AIM OF THE EXERCISE.
Restate word for word the entries below, starting with the line with "Target: distant shoreline" and continuing through the line with "Target: sailboat". Include both of those lines and no others.

DATA SUPPLIED.
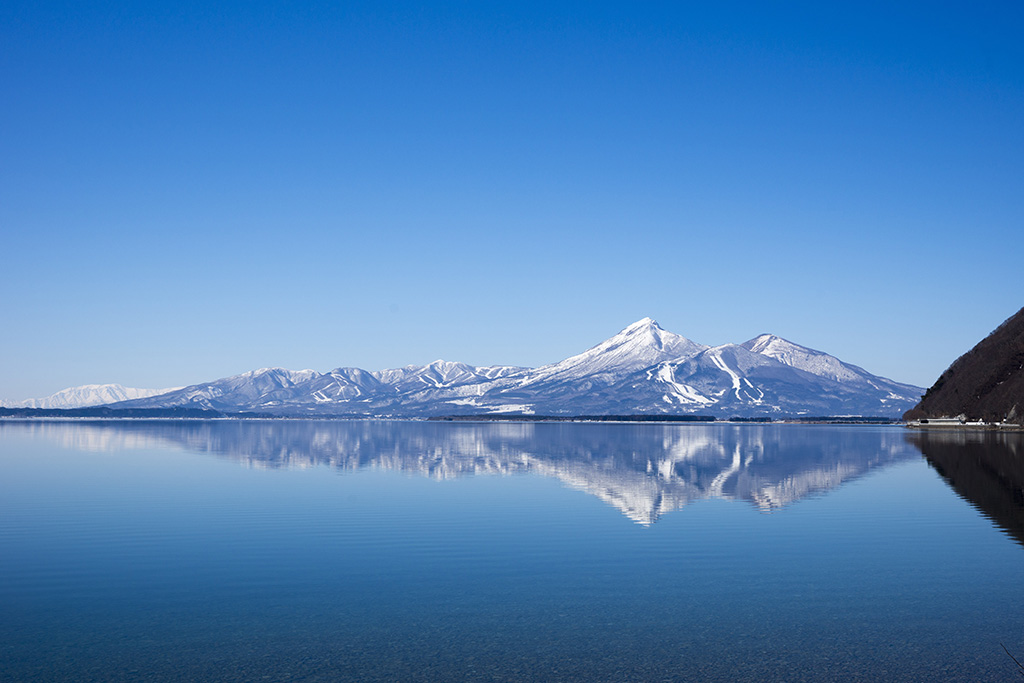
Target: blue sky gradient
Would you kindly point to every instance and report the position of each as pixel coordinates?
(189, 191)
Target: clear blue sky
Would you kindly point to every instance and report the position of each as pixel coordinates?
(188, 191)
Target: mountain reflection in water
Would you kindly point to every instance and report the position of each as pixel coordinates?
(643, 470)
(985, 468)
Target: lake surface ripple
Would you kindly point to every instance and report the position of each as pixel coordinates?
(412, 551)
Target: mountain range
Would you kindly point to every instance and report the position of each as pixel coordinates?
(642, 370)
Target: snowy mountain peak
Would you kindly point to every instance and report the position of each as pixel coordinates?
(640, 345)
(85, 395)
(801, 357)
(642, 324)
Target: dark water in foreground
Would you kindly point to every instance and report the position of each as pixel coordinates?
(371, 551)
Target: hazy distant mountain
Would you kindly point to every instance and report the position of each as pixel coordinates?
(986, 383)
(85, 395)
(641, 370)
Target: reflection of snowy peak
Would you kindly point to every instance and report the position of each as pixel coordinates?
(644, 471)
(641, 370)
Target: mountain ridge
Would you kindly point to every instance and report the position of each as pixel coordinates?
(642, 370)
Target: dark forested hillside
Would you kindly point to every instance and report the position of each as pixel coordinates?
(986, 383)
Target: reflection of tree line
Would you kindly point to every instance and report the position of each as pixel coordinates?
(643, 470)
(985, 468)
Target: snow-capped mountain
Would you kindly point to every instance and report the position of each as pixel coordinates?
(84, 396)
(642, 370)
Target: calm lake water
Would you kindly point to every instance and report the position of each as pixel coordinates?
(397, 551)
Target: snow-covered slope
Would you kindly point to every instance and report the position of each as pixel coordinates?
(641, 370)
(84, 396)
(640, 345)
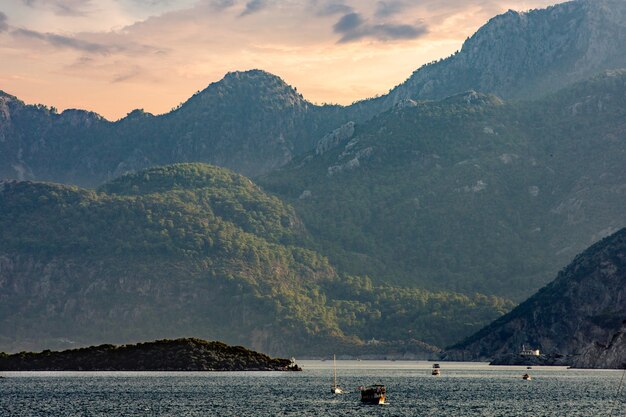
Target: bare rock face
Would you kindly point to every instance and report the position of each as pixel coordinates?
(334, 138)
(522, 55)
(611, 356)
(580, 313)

...

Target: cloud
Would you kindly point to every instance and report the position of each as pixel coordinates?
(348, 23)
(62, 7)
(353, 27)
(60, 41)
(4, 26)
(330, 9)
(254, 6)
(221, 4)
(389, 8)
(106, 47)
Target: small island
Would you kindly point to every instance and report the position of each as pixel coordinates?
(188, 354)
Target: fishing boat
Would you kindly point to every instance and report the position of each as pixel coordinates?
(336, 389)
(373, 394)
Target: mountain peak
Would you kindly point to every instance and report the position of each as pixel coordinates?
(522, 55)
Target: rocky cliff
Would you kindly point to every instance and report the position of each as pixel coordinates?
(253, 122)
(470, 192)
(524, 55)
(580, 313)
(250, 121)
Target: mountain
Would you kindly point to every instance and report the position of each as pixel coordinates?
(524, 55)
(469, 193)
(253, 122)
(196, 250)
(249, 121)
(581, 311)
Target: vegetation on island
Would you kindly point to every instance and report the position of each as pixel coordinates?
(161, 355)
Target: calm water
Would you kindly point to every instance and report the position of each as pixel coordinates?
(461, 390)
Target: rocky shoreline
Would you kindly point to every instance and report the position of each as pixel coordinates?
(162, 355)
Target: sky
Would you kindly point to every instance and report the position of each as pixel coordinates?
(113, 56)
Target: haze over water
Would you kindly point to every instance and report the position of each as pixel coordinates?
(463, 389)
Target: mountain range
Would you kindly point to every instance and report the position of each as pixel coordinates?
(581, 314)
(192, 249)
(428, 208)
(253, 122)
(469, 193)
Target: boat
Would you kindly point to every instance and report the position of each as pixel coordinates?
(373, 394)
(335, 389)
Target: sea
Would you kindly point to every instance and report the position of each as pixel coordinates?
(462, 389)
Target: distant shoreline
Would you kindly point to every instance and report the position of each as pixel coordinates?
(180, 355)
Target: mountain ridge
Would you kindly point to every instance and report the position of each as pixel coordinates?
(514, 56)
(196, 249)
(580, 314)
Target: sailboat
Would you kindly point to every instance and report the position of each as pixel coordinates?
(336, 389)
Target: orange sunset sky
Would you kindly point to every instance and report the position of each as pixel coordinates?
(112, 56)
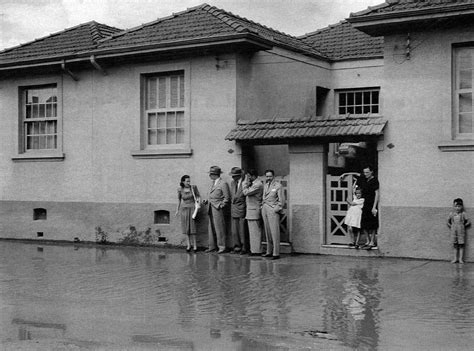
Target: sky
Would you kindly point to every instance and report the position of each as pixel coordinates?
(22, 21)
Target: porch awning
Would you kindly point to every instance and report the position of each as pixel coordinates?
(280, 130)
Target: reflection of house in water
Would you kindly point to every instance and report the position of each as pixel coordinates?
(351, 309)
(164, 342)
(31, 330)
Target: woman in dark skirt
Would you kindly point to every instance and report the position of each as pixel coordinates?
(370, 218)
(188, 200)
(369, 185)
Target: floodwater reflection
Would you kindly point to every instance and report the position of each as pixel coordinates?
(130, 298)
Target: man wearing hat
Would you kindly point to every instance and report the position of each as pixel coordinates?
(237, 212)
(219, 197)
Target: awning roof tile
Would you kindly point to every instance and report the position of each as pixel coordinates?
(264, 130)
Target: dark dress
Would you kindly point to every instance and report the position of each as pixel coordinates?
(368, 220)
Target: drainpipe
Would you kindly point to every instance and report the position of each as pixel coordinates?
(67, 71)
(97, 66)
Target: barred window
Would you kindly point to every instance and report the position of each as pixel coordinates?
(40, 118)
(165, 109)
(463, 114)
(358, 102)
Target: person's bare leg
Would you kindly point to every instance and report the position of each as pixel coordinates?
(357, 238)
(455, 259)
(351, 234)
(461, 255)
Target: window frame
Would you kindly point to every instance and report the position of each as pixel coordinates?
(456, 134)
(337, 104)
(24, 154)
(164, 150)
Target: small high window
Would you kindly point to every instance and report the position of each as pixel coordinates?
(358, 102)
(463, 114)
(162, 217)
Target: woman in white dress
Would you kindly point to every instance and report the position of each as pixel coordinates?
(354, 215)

RESPONSE TO THIS TASK.
Target: distant shoreline
Would you kindly point to every instance and report the position of each as pixel coordinates?
(180, 355)
Target: mountain ridge
Would you kindly point to every instance and report the position of each as pixel coordinates?
(514, 56)
(196, 249)
(580, 314)
Target: sailboat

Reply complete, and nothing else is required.